Object pointing dataset rows:
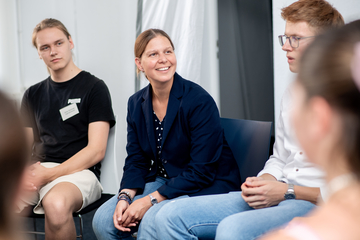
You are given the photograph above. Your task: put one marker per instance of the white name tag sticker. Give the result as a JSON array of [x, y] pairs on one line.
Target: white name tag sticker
[[69, 111], [74, 100]]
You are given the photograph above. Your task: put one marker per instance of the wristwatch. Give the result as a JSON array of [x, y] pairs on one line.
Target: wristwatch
[[153, 200], [290, 194]]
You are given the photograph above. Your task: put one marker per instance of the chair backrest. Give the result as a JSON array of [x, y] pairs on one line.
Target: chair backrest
[[249, 141], [110, 170]]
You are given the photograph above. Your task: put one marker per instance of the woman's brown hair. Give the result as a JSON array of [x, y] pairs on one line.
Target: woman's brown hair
[[145, 37], [325, 71]]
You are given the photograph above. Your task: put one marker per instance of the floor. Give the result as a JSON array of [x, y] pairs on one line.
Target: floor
[[87, 229]]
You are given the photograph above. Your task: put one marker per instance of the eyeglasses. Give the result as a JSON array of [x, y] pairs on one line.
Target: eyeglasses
[[294, 41]]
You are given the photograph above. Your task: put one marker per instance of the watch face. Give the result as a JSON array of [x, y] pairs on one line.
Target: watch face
[[290, 196], [153, 201]]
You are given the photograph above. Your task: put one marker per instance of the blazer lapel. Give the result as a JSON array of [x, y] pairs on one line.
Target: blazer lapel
[[173, 105], [148, 114]]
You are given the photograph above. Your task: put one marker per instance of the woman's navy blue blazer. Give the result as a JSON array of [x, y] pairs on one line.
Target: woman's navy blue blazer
[[194, 152]]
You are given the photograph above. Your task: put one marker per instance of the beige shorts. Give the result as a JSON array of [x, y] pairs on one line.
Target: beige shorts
[[85, 180]]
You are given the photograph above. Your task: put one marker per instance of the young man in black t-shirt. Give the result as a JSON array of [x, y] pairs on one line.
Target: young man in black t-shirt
[[68, 117]]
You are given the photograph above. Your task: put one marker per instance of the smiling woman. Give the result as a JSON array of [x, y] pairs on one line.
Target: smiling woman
[[176, 146]]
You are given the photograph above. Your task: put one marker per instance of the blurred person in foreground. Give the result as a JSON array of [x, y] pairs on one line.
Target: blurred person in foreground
[[287, 187], [326, 118], [13, 157]]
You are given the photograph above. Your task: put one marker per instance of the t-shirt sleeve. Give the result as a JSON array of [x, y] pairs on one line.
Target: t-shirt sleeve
[[26, 110], [100, 107]]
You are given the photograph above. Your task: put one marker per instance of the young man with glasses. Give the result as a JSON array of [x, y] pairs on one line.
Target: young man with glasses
[[287, 187]]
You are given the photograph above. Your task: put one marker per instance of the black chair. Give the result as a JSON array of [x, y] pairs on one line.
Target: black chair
[[91, 207], [249, 141]]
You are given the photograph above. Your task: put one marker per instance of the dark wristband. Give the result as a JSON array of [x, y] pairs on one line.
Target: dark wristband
[[125, 193]]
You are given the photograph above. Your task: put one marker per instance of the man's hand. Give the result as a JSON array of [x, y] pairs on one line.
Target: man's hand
[[118, 216], [39, 175], [26, 181], [261, 193], [136, 211]]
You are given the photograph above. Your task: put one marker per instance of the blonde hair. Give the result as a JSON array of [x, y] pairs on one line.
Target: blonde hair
[[49, 23]]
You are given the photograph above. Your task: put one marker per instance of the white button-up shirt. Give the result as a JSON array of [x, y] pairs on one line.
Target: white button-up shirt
[[288, 162]]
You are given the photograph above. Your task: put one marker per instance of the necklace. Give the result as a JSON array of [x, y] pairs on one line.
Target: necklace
[[338, 183]]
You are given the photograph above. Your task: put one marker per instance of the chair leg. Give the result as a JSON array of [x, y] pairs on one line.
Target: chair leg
[[34, 222], [81, 227]]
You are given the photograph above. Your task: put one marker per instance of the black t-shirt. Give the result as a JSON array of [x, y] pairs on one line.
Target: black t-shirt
[[56, 140]]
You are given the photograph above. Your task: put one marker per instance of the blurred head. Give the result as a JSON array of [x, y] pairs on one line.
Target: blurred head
[[154, 55], [327, 99], [305, 19], [53, 43], [12, 159]]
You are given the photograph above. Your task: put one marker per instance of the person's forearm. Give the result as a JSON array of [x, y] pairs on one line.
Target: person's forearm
[[87, 157], [267, 176], [84, 159], [307, 193]]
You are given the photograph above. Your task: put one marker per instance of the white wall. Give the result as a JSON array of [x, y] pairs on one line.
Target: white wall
[[9, 57], [350, 9]]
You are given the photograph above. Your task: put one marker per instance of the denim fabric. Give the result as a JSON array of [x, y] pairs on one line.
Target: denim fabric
[[103, 224], [227, 216]]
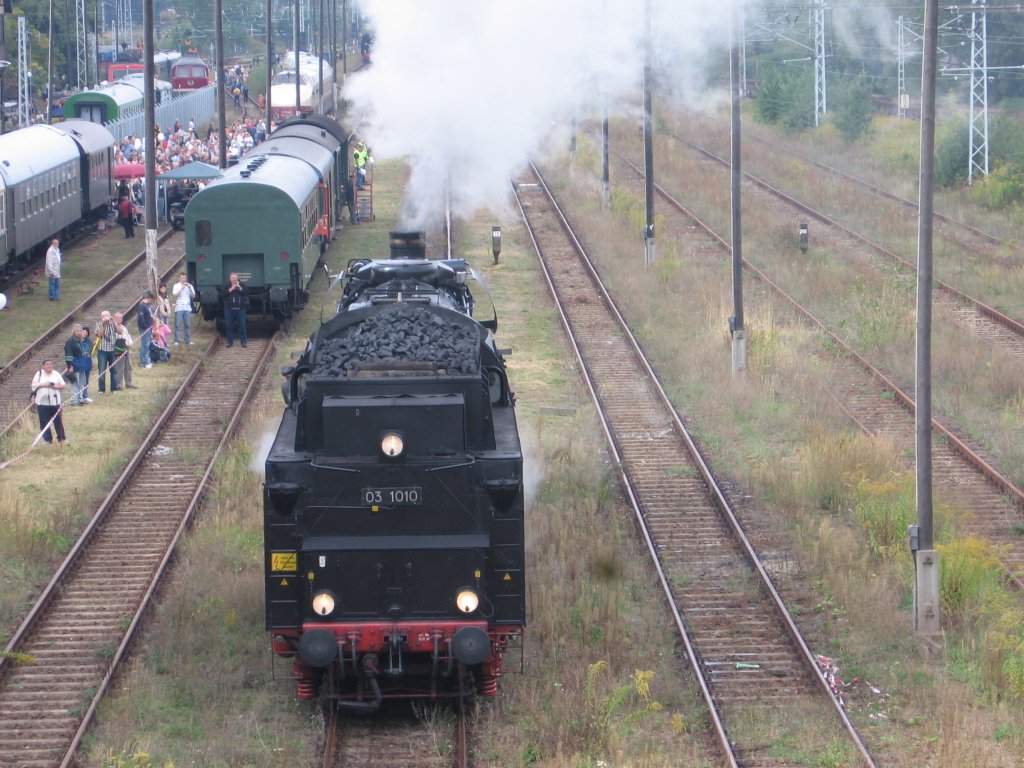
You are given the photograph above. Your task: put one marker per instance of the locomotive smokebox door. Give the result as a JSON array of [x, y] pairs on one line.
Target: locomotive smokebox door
[[431, 424]]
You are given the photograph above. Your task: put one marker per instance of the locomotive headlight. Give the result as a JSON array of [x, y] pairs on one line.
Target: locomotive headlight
[[392, 444], [467, 600], [323, 603]]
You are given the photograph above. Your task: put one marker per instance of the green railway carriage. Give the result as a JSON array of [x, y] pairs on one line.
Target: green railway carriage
[[267, 218], [112, 100]]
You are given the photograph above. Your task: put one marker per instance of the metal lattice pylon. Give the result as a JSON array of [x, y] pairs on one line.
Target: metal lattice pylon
[[24, 82], [820, 97], [979, 93], [902, 96], [81, 41]]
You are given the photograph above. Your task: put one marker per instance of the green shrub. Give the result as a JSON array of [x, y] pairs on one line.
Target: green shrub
[[951, 152], [1000, 188], [884, 510], [970, 577]]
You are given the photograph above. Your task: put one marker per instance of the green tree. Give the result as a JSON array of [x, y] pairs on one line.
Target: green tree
[[770, 102], [853, 111]]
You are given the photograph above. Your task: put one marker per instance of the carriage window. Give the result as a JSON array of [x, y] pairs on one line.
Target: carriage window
[[204, 232]]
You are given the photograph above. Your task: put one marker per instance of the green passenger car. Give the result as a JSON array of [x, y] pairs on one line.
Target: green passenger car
[[260, 220]]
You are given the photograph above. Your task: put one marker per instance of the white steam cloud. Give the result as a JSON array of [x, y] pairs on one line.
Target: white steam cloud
[[469, 90]]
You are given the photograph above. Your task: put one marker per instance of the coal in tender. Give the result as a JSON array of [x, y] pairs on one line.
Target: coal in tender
[[401, 334]]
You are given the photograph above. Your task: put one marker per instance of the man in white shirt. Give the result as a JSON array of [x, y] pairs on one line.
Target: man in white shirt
[[183, 294], [53, 259]]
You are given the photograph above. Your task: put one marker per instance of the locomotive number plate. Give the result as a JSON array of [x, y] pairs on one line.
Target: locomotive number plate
[[392, 497]]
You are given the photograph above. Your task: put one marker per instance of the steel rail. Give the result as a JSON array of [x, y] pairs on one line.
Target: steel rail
[[1000, 481], [65, 573], [782, 613]]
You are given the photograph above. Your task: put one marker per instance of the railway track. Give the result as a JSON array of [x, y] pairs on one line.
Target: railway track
[[955, 227], [880, 406], [121, 293], [743, 646], [62, 658], [972, 308]]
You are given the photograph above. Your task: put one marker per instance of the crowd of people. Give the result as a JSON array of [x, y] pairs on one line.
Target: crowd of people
[[182, 144], [108, 347], [163, 321]]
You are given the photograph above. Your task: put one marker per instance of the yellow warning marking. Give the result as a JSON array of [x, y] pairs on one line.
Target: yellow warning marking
[[284, 561]]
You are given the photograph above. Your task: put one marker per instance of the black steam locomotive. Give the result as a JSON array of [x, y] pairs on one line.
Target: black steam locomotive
[[393, 505]]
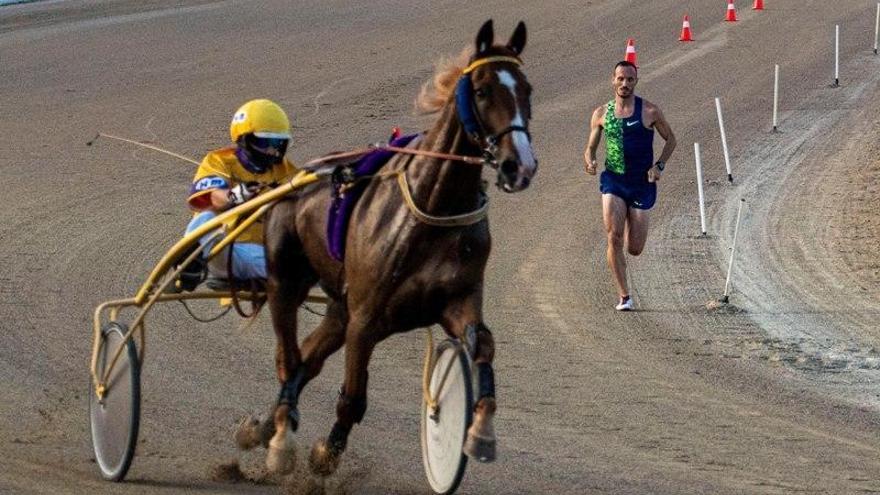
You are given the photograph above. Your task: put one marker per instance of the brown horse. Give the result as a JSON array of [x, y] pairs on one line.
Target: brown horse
[[399, 272]]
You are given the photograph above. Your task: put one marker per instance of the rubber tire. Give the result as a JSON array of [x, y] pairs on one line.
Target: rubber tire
[[465, 395], [114, 424]]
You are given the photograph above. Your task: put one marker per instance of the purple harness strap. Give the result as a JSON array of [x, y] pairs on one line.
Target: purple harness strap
[[344, 201]]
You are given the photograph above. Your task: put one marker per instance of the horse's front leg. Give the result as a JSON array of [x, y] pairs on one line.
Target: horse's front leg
[[352, 405], [464, 319]]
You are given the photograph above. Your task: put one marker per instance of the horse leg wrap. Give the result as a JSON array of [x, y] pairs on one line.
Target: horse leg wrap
[[351, 409], [480, 342], [485, 381], [338, 438], [289, 396]]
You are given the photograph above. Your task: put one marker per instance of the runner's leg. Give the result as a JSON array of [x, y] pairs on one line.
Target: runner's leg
[[614, 213], [636, 231]]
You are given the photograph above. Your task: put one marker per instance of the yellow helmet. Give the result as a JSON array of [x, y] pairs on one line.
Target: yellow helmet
[[262, 118]]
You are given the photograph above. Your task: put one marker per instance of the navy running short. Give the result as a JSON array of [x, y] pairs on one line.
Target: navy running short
[[639, 195]]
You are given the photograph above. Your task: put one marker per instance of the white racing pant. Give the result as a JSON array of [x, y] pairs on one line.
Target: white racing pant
[[248, 259]]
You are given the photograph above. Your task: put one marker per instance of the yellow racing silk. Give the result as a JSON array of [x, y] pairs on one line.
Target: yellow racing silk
[[221, 169]]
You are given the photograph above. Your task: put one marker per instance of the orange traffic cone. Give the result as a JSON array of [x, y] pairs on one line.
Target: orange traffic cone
[[731, 12], [686, 30], [631, 51]]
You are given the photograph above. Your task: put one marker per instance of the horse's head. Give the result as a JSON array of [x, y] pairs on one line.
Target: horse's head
[[494, 106]]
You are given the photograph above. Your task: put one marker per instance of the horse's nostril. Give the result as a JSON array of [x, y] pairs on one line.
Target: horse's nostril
[[509, 167]]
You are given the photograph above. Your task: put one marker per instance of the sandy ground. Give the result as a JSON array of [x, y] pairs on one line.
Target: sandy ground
[[778, 398]]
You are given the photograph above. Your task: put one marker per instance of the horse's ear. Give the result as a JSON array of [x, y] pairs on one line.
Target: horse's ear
[[518, 39], [485, 37]]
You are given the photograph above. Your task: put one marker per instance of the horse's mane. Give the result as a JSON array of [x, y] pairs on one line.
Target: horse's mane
[[436, 92]]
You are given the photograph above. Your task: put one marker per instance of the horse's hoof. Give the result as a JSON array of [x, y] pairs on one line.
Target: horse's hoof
[[324, 459], [248, 434], [479, 448], [281, 455]]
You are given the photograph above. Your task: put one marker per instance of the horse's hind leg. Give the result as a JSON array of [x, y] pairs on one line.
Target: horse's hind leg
[[289, 281], [326, 339], [352, 404], [464, 320]]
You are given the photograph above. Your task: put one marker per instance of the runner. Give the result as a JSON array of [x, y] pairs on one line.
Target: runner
[[628, 183]]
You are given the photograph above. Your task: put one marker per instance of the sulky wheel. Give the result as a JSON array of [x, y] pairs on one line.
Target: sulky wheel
[[114, 418], [444, 429]]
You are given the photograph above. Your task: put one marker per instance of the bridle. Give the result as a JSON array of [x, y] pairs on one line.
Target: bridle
[[467, 116], [470, 117]]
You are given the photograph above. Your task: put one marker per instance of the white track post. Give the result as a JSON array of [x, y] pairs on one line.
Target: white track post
[[726, 297], [836, 55], [700, 187], [723, 139], [876, 28], [775, 98]]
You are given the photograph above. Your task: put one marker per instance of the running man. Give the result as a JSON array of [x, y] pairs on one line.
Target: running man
[[629, 182]]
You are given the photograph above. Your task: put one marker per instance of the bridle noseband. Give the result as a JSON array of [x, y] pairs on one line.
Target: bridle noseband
[[467, 109]]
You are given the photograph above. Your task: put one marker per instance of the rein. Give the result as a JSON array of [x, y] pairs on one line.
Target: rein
[[314, 165]]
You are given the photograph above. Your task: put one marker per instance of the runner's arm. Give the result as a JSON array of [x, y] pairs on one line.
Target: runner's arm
[[662, 127], [593, 142]]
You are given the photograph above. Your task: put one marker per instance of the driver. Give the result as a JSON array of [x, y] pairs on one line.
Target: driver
[[228, 177]]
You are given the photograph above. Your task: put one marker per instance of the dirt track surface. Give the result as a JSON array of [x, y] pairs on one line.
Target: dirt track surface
[[671, 399]]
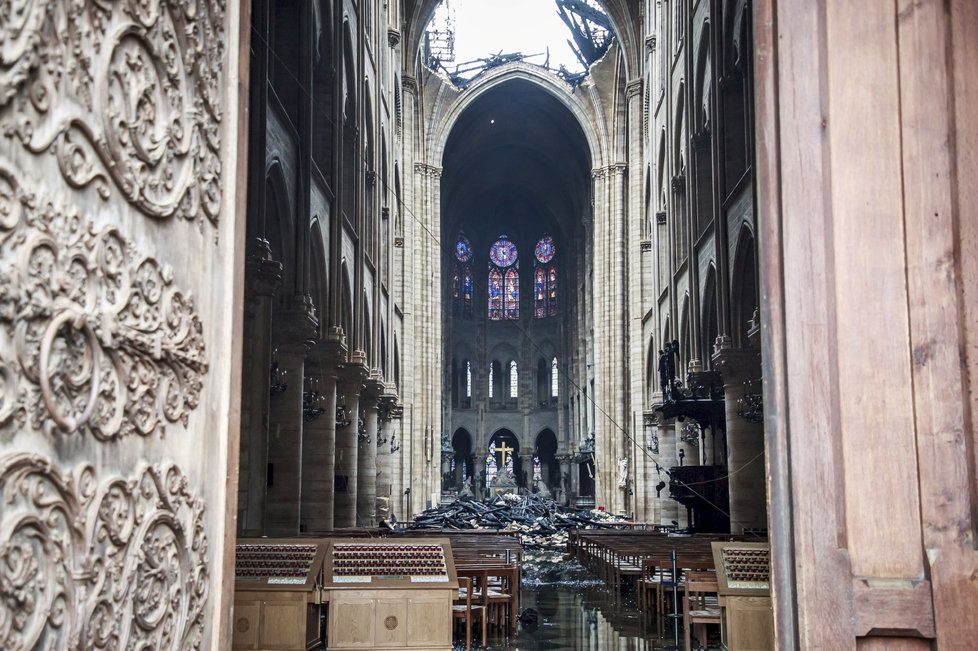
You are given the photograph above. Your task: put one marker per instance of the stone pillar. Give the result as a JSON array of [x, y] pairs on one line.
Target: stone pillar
[[367, 454], [385, 459], [564, 487], [319, 437], [669, 508], [296, 327], [263, 277], [745, 442], [526, 464], [351, 384]]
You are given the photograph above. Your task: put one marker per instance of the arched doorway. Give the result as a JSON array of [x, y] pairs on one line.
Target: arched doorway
[[546, 468], [461, 464]]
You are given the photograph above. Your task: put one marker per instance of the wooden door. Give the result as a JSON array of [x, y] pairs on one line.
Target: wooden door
[[120, 246], [867, 165]]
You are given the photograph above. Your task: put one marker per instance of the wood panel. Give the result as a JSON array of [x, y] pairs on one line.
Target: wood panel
[[120, 259], [866, 119]]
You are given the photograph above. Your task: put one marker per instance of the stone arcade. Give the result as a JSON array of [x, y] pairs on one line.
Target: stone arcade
[[281, 270]]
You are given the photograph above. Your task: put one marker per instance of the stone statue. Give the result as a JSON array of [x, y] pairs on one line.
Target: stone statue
[[623, 472], [663, 371], [542, 489], [504, 478]]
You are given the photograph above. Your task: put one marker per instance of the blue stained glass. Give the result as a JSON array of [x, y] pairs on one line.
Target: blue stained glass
[[503, 252], [545, 249], [463, 249]]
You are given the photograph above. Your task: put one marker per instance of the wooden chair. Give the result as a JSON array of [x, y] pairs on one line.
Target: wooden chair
[[700, 605], [463, 608], [502, 596]]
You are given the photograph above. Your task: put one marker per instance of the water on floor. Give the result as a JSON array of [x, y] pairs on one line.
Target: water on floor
[[575, 611]]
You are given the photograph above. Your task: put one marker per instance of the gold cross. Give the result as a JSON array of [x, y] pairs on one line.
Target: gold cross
[[504, 449]]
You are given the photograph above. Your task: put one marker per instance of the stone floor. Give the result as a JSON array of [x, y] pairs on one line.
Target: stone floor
[[576, 611]]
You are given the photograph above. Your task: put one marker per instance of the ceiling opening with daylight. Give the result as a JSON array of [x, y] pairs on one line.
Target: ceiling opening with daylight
[[467, 37]]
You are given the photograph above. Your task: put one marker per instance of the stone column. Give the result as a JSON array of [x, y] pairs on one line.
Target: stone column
[[367, 454], [319, 437], [564, 487], [479, 476], [526, 464], [263, 277], [385, 459], [669, 509], [296, 327], [351, 384], [745, 442]]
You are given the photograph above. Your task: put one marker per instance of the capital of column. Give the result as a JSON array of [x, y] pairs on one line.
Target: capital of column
[[330, 351], [263, 274], [353, 373], [427, 170], [737, 364], [615, 169], [295, 327], [633, 88], [409, 84]]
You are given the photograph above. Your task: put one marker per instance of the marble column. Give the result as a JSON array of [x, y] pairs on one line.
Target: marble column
[[263, 277], [296, 328], [669, 509], [385, 458], [351, 384], [367, 456], [319, 437], [526, 465], [564, 487], [745, 442]]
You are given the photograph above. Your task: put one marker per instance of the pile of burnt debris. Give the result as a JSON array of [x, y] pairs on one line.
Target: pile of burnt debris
[[541, 522]]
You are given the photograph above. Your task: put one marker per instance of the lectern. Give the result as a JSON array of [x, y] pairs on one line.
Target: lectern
[[744, 588], [277, 594], [393, 593]]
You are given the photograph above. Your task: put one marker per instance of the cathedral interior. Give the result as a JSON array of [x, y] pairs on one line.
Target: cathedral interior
[[323, 328]]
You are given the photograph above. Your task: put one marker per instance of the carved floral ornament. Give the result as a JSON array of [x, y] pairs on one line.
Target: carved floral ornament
[[94, 338], [89, 562], [123, 92]]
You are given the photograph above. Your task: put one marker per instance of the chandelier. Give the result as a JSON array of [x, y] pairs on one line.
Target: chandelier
[[750, 407], [277, 383], [313, 401]]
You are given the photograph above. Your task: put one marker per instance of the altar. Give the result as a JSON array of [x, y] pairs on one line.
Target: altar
[[504, 482]]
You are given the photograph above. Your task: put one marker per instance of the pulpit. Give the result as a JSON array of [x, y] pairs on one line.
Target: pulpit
[[390, 593], [744, 588]]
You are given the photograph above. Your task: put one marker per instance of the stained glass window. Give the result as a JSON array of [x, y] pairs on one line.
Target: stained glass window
[[512, 294], [553, 378], [504, 280], [462, 278], [463, 249], [467, 292], [545, 278], [514, 380], [540, 293], [503, 252], [491, 468], [495, 294], [552, 289], [545, 249]]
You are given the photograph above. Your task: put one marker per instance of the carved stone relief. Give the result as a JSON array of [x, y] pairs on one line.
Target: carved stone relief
[[90, 562], [93, 335], [126, 93]]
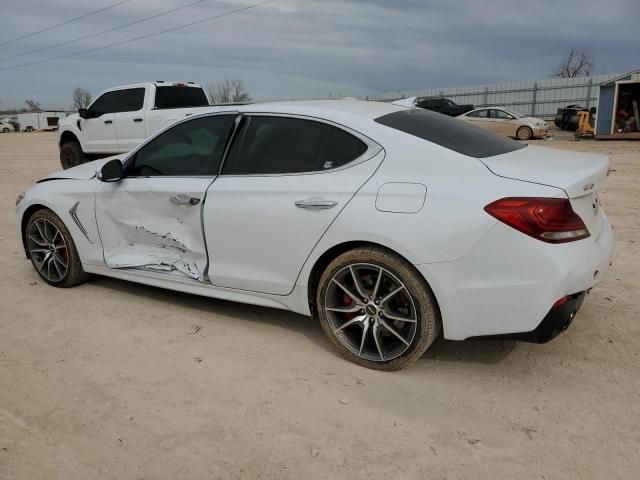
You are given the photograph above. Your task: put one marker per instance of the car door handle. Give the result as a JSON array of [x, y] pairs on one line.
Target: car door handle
[[316, 204], [183, 199]]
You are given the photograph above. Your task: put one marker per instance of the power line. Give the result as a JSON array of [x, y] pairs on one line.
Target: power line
[[84, 37], [179, 27], [64, 23]]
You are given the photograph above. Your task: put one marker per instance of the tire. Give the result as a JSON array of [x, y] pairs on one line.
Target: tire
[[53, 255], [524, 133], [364, 333], [71, 155]]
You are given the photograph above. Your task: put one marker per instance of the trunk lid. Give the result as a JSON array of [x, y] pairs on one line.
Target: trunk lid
[[580, 175]]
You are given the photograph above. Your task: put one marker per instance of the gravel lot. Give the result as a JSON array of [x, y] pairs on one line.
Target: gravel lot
[[113, 380]]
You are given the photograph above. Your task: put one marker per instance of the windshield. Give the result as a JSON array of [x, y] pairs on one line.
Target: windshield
[[180, 96], [514, 113]]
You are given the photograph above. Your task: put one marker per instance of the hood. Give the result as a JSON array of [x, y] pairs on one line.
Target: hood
[[86, 171], [69, 120], [576, 173]]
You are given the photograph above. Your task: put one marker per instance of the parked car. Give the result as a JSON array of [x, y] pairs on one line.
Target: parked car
[[384, 223], [121, 118], [6, 127], [435, 104], [30, 122], [507, 122]]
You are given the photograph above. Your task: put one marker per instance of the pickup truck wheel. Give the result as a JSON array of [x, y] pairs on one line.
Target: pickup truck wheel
[[71, 155], [524, 133]]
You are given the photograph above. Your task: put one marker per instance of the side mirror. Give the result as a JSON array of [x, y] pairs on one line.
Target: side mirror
[[111, 171]]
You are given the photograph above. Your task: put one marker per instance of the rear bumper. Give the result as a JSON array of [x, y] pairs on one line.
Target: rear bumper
[[553, 324], [509, 282]]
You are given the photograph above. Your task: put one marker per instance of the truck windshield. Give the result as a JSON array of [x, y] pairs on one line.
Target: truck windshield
[[176, 96]]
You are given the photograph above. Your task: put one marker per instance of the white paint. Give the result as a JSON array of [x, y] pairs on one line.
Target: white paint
[[488, 278], [396, 197]]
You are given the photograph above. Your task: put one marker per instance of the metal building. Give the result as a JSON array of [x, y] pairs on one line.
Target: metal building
[[618, 113]]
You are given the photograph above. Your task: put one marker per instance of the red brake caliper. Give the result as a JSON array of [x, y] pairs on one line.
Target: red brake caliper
[[348, 301]]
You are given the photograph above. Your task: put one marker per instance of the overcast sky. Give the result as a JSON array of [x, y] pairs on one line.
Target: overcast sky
[[310, 48]]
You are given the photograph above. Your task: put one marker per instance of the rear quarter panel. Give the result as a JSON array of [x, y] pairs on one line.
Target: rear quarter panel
[[452, 219]]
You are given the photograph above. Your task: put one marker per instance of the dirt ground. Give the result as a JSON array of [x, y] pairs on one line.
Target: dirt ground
[[112, 380]]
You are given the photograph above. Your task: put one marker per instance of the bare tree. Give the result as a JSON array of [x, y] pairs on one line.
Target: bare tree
[[228, 91], [577, 63], [81, 98], [33, 105]]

_Job_
Change "name tag" to "badge" in the records from the beginning up to and including the line containing "[[69, 111], [74, 100]]", keeping everything else the same. Leave out the picture.

_Response below_
You are given the photograph above. Your task: put one marker per instance of the white badge sticker. Give the result as a JSON array of [x, y] pairs on one line.
Target: white badge sticker
[[69, 111], [74, 100]]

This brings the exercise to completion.